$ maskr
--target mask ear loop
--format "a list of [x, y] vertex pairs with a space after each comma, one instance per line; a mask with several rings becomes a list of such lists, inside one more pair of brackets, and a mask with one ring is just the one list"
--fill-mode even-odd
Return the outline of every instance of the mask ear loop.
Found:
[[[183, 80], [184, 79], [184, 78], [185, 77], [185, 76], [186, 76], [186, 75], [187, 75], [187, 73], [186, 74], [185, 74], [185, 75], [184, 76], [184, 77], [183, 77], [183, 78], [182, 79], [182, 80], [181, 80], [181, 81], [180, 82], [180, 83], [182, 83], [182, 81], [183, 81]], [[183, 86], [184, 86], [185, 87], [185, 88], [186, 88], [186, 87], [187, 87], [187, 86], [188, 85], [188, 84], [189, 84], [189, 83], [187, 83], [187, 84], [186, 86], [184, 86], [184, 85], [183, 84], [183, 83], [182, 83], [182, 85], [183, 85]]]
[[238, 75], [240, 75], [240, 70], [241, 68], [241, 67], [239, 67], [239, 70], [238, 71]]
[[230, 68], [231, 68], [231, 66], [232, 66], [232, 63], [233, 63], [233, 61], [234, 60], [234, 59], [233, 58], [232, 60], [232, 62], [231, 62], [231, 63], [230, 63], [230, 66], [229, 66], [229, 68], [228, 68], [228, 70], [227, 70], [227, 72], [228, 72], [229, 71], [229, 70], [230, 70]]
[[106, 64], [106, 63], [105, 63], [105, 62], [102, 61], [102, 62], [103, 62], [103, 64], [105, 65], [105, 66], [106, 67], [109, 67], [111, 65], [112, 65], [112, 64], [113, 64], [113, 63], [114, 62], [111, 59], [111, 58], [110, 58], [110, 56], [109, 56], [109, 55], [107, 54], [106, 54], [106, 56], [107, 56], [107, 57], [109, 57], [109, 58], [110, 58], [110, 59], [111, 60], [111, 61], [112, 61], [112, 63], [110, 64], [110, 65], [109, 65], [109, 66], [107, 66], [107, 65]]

▶ What to work on: From the listing above, pull out every line that contains the string "loop", matching case exactly.

▶ Final answer:
--target mask ear loop
Return the outline of every instance of the mask ear loop.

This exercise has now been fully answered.